■ WORK TO COMPLETE ■
Report each line below that contains the string "shoe", copying every such line in full. Case counts.

■ INFORMATION GIVEN ■
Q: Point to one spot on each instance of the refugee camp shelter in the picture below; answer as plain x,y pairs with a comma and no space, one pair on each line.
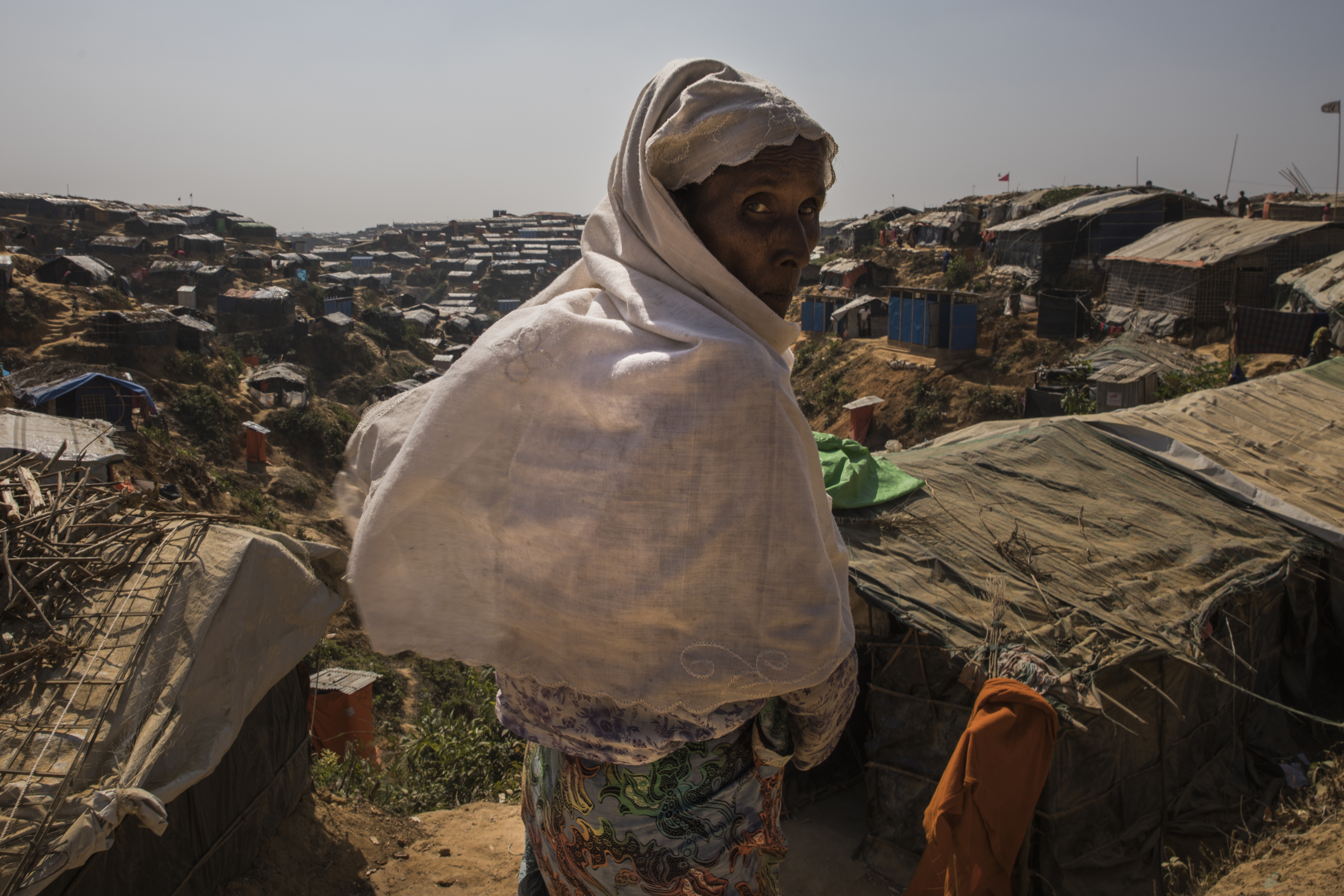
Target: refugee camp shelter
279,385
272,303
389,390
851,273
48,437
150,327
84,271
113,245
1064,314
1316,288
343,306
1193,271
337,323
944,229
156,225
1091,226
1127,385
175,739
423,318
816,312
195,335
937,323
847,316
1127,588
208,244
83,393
* * *
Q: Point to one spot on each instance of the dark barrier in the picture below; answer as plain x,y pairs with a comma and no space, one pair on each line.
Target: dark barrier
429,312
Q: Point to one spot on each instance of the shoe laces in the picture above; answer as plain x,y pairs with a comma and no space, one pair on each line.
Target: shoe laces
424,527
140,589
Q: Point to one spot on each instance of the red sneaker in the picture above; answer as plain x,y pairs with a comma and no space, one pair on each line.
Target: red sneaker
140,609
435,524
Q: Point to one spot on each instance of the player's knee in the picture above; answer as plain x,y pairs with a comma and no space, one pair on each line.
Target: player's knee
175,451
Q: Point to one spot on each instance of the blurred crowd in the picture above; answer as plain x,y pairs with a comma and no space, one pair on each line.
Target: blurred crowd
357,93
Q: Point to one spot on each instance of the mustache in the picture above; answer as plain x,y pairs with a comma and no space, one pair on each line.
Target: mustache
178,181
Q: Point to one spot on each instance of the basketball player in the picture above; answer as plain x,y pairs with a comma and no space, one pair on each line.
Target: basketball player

■ OUTPUT ■
Q: Point to one spot on each instance of the shoe laces in the picture above; answer as plain x,y pairs with a comma and no space, one pair on each line.
Target: shoe laces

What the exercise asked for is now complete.